WHAT IS NEEDED: Can you render everything in the material from the line containing "Target: chrome bathtub faucet" down to the line containing "[[[230,61],[288,0],[61,2],[120,61]]]", both included, as a JSON list of strings with one string per line and blank lines left out?

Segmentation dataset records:
▬▬▬▬▬▬▬▬▬▬
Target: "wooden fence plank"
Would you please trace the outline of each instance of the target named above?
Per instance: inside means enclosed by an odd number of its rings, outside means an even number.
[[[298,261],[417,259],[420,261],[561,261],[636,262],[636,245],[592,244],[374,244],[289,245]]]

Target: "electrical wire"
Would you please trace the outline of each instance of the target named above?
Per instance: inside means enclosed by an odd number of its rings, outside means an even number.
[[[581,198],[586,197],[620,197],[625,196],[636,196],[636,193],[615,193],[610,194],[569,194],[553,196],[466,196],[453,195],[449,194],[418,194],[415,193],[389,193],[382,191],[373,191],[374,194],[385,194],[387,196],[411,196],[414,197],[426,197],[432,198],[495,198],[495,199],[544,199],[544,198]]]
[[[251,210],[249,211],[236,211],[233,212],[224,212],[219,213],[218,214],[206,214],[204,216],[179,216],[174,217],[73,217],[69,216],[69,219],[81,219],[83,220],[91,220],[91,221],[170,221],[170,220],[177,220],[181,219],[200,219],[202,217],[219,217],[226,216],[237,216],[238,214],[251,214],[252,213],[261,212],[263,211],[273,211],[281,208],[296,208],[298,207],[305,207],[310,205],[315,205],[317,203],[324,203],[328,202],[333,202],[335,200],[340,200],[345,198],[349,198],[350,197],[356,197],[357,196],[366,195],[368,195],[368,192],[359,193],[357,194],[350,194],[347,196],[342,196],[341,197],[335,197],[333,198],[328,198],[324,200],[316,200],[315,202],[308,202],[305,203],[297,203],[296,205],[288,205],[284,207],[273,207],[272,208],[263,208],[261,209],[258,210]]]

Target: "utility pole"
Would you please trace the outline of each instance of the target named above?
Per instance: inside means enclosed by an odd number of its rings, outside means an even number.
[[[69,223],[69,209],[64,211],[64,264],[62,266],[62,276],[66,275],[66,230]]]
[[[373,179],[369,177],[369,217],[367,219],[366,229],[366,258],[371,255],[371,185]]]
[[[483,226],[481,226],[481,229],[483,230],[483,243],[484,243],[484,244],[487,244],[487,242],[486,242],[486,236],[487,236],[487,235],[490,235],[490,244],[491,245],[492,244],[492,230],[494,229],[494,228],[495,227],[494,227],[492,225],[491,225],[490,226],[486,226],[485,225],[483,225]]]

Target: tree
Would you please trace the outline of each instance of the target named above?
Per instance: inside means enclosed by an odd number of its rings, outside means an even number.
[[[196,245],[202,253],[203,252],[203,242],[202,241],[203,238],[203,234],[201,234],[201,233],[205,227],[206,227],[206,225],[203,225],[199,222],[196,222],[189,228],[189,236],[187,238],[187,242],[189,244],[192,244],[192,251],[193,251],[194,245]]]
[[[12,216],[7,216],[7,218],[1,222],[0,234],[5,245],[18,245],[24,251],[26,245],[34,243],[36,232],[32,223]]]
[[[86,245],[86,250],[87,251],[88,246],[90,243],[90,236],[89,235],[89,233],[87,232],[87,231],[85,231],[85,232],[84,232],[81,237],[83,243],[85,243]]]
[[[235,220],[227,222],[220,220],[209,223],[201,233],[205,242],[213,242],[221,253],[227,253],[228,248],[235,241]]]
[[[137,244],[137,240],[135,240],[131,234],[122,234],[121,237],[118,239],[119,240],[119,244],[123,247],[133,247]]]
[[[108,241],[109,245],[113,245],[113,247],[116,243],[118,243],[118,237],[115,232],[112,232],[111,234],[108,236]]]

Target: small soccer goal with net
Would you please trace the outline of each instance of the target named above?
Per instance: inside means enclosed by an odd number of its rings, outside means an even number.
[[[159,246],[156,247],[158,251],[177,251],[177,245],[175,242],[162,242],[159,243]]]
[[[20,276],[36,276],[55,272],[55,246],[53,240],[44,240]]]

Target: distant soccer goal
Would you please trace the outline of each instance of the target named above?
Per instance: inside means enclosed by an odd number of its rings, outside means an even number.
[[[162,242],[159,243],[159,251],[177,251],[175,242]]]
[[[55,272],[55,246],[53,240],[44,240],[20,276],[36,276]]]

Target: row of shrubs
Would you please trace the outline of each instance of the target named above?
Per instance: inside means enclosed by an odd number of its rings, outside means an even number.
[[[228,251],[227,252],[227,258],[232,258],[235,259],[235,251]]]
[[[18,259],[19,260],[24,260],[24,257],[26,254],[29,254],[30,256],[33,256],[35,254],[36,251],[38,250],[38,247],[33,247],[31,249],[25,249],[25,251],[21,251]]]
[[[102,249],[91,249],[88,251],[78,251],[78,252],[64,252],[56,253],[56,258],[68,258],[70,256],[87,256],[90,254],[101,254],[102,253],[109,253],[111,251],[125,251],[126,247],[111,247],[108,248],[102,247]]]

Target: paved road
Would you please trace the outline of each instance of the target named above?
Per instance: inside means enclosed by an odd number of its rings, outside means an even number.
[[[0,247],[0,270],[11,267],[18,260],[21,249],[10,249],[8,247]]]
▬▬▬▬▬▬▬▬▬▬
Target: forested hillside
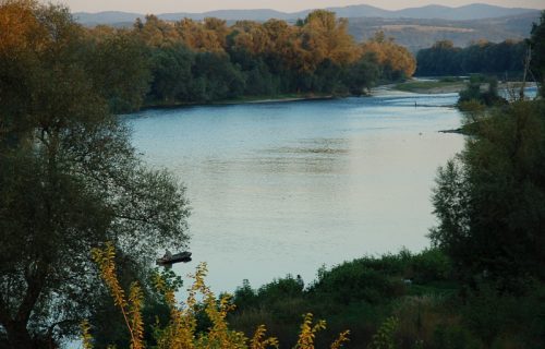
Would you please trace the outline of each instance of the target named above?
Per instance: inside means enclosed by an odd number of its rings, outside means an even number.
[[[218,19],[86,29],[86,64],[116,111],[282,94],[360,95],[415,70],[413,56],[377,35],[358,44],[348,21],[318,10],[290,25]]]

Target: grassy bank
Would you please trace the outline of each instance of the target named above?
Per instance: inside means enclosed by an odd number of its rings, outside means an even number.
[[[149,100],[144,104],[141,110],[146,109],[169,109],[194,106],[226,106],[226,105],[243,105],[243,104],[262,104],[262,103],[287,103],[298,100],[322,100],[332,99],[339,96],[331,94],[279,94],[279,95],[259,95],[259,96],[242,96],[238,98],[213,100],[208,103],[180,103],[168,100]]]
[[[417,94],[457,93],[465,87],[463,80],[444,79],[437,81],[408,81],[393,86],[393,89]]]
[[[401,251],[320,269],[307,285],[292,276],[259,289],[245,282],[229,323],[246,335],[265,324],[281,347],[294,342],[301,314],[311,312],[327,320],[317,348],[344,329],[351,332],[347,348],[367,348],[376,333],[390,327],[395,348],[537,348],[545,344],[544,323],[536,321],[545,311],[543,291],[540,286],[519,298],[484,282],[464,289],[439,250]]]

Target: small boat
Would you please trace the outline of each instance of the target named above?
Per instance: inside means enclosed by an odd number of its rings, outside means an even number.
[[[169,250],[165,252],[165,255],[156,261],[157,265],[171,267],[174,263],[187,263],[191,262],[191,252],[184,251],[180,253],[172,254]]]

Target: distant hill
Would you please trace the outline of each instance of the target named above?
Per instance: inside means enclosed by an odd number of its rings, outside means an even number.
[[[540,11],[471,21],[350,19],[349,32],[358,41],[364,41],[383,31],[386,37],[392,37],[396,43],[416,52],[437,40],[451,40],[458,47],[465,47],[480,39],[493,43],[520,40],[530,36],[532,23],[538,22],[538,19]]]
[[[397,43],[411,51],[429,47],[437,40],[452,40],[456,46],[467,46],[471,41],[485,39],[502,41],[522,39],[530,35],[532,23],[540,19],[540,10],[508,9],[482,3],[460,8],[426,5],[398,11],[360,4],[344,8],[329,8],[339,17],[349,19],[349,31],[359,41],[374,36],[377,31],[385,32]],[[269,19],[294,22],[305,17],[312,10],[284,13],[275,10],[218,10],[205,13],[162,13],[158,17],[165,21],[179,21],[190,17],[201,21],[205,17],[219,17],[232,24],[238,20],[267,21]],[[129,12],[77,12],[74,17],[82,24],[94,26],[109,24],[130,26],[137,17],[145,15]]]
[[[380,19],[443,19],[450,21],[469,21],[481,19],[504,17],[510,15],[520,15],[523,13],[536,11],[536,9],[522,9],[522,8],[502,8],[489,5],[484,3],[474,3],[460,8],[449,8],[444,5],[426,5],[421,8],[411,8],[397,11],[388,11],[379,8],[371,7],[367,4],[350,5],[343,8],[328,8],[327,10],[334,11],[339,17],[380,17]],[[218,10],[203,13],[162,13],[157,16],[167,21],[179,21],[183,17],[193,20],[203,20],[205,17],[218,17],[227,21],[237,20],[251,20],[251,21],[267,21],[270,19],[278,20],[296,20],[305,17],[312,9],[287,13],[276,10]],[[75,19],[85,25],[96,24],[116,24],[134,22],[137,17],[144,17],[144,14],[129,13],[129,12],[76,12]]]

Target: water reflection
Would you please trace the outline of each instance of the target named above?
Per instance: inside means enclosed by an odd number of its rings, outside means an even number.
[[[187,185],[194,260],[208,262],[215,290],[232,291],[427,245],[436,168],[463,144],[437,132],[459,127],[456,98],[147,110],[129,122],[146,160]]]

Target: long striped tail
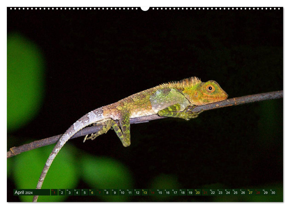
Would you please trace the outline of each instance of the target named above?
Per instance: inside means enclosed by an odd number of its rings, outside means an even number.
▬▬▬▬▬▬▬▬▬▬
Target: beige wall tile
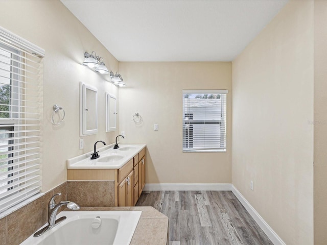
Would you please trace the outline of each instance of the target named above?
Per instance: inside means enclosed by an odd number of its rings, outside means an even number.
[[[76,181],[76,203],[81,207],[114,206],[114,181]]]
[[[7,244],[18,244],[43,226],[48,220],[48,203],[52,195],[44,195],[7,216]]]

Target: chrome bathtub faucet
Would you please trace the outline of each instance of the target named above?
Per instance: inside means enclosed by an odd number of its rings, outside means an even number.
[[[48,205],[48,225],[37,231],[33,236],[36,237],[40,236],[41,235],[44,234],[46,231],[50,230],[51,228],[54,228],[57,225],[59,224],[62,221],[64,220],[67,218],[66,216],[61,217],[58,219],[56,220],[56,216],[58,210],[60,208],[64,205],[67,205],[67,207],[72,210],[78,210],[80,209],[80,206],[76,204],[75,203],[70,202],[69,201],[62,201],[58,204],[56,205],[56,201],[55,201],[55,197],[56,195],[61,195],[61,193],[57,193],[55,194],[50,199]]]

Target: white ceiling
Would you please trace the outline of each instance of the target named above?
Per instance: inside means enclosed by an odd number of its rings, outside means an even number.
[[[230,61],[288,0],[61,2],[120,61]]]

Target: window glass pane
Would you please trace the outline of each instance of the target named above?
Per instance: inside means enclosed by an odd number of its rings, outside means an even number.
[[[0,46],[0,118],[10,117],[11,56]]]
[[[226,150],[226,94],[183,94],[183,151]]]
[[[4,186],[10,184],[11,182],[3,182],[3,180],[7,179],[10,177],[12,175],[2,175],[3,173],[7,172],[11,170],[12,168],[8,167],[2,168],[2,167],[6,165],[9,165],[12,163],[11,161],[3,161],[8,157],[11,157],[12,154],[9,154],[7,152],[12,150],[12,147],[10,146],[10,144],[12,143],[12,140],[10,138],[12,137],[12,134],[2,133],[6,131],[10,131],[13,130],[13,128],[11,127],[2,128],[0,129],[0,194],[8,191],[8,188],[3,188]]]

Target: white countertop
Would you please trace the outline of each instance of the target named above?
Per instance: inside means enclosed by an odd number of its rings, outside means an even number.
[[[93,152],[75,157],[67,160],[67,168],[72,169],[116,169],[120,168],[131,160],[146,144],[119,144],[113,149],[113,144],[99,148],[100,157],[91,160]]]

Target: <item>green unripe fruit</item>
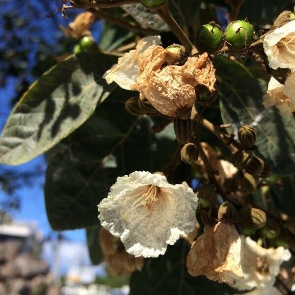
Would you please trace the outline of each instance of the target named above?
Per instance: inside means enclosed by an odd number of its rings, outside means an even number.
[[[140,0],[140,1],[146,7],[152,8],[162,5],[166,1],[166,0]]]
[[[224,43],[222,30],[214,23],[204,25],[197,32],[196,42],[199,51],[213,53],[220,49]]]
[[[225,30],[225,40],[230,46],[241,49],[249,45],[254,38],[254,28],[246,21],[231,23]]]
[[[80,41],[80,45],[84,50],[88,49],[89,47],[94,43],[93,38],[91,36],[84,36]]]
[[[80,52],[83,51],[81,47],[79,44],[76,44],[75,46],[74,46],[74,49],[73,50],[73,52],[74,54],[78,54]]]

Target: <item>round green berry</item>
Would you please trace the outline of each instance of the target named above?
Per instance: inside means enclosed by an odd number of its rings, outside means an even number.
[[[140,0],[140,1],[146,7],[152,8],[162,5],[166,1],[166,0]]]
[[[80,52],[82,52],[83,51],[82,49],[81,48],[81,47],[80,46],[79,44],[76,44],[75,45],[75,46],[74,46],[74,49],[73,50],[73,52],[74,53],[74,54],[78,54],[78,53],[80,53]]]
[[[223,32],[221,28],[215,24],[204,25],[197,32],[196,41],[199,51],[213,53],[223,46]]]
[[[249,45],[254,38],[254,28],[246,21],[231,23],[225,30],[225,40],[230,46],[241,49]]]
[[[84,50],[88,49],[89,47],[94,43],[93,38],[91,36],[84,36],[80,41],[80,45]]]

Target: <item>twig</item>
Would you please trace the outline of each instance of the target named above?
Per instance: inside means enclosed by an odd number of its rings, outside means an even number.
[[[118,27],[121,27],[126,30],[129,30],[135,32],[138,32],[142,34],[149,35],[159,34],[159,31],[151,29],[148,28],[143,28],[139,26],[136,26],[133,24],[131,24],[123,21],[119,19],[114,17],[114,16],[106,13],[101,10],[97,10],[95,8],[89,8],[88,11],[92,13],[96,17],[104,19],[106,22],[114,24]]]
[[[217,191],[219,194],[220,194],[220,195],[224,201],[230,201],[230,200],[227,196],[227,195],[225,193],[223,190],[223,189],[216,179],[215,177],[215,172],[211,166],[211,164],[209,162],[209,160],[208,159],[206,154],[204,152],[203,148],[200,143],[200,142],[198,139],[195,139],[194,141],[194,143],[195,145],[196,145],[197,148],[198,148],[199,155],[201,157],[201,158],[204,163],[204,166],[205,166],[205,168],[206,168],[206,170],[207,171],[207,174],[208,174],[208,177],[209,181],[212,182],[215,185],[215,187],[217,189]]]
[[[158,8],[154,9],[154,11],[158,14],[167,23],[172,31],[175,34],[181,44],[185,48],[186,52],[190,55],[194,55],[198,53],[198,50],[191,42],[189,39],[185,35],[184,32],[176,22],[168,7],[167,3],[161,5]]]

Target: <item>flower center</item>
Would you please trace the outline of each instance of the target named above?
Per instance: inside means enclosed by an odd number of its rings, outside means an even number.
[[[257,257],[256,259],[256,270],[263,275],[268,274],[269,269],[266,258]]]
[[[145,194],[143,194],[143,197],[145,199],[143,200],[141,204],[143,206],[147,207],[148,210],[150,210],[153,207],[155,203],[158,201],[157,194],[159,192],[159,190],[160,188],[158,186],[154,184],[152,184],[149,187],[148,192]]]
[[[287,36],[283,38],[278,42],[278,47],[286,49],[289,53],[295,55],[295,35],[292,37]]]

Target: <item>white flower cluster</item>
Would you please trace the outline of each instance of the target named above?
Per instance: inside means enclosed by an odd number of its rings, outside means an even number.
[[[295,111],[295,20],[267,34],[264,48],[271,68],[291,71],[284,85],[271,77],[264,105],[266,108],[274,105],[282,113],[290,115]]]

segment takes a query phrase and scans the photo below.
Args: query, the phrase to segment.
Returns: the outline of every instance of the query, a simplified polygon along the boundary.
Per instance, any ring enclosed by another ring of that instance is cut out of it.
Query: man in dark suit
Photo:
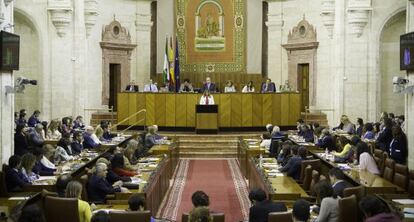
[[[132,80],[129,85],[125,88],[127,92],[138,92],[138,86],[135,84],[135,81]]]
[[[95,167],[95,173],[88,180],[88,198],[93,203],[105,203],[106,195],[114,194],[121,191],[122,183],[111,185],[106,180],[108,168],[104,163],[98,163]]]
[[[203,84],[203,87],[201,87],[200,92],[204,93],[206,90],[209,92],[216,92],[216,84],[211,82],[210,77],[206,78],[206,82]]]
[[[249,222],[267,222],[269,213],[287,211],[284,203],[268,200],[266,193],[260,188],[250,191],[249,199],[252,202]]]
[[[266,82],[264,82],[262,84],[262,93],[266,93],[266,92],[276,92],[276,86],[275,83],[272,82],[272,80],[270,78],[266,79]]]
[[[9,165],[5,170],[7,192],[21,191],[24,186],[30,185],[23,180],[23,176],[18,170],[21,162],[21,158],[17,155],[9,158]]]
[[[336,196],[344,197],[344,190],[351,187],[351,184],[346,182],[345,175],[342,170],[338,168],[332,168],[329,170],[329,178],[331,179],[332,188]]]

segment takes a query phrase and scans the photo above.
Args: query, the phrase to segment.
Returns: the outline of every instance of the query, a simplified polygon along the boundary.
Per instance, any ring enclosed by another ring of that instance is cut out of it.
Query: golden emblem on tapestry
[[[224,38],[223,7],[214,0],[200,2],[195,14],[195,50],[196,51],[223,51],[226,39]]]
▬▬▬▬▬▬▬▬▬▬
REPLY TO THE EXERCISE:
[
  "Target: chrome bathtub faucet",
  "Would you please trace the outline of each instance of the target named above?",
  "Per instance: inside means enclosed by an odd number of its rings, outside means an even number.",
  "[[[48,205],[48,225],[37,231],[33,236],[36,237],[40,236],[41,235],[44,234],[46,231],[50,230],[51,228],[54,228],[57,225],[59,224],[62,221],[64,220],[67,218],[66,216],[61,217],[58,219],[56,220],[56,216],[58,210],[60,208],[64,205],[67,205],[67,207],[72,210],[78,210],[80,209],[80,206],[76,204],[75,203],[70,202],[69,201],[62,201],[58,204],[56,205],[56,201],[55,201],[55,197],[56,195],[61,195],[61,193],[57,193],[55,194],[50,199]]]",
  "Target: white ceiling",
  "Would you please trace the outline of each instance of the target named above?",
  "Per instance: inside means enclosed by an odd number of its rings, outside means an even number.",
  "[[[230,61],[288,0],[61,2],[120,61]]]"
]